Stored records
--------------------------------

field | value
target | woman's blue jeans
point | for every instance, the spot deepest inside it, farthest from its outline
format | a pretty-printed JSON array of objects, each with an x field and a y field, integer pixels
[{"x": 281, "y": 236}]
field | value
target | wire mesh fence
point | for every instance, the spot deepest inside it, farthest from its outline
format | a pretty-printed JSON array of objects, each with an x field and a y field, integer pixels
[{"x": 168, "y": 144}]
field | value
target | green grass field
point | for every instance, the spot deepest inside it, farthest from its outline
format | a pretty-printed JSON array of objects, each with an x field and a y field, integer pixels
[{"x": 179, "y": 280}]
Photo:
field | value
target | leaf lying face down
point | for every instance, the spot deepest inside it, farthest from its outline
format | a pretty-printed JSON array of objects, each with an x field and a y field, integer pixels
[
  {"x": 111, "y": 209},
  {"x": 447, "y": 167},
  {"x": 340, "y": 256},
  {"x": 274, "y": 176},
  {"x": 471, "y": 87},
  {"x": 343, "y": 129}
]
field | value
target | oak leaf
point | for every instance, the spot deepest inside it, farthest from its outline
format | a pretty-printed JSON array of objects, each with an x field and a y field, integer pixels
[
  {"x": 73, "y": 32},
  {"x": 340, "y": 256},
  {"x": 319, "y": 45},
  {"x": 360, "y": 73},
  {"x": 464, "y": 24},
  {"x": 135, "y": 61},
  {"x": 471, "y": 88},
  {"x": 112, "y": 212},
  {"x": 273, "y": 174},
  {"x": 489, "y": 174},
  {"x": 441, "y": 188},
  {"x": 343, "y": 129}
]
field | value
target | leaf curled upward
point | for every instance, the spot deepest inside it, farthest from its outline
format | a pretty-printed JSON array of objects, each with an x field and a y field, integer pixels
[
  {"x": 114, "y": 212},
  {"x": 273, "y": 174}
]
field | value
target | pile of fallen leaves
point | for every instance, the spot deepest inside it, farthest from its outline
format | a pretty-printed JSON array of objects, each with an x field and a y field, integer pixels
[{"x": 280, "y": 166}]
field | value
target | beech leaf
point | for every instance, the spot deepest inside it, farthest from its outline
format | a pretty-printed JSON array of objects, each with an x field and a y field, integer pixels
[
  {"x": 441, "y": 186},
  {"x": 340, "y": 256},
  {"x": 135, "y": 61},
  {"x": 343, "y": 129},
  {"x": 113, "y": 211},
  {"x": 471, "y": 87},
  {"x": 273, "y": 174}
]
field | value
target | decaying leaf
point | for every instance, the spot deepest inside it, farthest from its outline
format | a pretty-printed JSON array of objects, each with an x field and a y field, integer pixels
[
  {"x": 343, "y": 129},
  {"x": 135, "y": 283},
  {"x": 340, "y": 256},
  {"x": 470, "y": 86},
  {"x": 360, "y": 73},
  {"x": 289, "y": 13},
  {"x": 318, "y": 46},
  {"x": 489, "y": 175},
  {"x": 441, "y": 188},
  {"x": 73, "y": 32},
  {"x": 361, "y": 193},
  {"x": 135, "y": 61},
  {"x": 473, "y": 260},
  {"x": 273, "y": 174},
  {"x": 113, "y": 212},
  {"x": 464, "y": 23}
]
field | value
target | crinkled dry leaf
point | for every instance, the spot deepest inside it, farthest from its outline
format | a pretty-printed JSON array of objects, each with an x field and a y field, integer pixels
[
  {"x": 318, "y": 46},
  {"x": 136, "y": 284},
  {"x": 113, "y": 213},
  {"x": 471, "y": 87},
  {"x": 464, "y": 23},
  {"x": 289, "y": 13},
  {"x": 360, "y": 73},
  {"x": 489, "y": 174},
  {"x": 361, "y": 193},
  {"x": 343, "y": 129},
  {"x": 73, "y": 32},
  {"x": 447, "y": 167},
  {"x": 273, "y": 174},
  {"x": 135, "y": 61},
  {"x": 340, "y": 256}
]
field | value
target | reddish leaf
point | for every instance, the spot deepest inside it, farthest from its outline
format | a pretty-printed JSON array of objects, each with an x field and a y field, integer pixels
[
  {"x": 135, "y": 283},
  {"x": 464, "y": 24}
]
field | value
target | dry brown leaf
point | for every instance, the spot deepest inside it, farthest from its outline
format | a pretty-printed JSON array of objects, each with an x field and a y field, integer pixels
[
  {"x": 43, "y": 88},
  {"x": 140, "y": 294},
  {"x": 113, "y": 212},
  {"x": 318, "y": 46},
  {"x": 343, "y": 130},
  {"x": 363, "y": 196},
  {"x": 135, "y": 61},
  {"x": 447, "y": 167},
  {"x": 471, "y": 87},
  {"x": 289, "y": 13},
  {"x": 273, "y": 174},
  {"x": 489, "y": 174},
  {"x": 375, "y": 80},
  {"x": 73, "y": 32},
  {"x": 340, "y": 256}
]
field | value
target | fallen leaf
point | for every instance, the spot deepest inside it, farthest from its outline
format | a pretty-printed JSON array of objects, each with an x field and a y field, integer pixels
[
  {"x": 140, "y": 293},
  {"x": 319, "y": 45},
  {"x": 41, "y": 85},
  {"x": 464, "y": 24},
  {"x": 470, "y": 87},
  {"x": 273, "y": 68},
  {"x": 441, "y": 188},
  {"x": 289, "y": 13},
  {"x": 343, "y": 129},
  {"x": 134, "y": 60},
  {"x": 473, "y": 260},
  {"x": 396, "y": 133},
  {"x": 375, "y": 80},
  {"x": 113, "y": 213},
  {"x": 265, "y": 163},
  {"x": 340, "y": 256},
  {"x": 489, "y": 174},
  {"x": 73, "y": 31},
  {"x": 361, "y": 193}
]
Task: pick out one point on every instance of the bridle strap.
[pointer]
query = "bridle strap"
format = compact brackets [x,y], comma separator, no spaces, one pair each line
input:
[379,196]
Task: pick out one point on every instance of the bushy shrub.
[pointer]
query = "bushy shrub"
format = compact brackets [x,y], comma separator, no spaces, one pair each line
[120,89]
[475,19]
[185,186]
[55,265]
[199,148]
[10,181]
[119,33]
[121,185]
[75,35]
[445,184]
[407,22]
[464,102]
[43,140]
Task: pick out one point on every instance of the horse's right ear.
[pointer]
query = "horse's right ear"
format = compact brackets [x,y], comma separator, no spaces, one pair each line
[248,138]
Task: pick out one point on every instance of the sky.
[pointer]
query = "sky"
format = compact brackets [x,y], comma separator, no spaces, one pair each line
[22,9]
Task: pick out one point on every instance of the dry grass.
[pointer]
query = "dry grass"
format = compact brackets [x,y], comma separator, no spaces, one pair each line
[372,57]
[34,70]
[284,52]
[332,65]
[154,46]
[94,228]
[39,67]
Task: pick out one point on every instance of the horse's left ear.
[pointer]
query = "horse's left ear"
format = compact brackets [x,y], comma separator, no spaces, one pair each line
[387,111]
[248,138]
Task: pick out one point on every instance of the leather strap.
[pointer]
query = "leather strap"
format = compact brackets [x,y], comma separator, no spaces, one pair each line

--------------------------------

- **What needs to be done**:
Only the lines from the one holding "Task: pick out one point on every instance of the bushy" through the end of the listing should be given again, exactly and with both ends included.

- **Written reply**:
Task: pick out one point on every instance of the bushy shrub.
[pointer]
query = "bushy shrub"
format = compact brackets [x,y], comma separator, no spaces, one pair each line
[120,89]
[475,19]
[185,186]
[55,265]
[199,148]
[10,181]
[119,33]
[121,185]
[75,35]
[445,184]
[407,22]
[464,102]
[43,140]
Task: pick out one point on every instance of the horse's right ear.
[pointer]
query = "horse's right ear"
format = compact brackets [x,y], comma separator, no spaces, one pair each line
[248,138]
Task: pick out one point on every instance of the sky.
[pointer]
query = "sky"
format = compact brackets [x,y], comma separator, no spaces, one pair each line
[22,9]
Task: pick out one point on every instance of the dry grass.
[pointer]
query = "dry grass"
format = compact brackets [x,y], comma separator, no spaces, one pair each line
[372,57]
[34,70]
[284,52]
[332,65]
[154,46]
[94,228]
[39,67]
Task: pick out one point on every instance of the horse's left ear.
[pointer]
query = "horse's left ear"
format = compact brackets [x,y], comma separator, no spaces, one pair each line
[387,111]
[248,138]
Task: pick out one point on every instance of the leather strap.
[pointer]
query = "leather strap"
format = compact brackets [x,y], comma separator, no spaces, one pair each line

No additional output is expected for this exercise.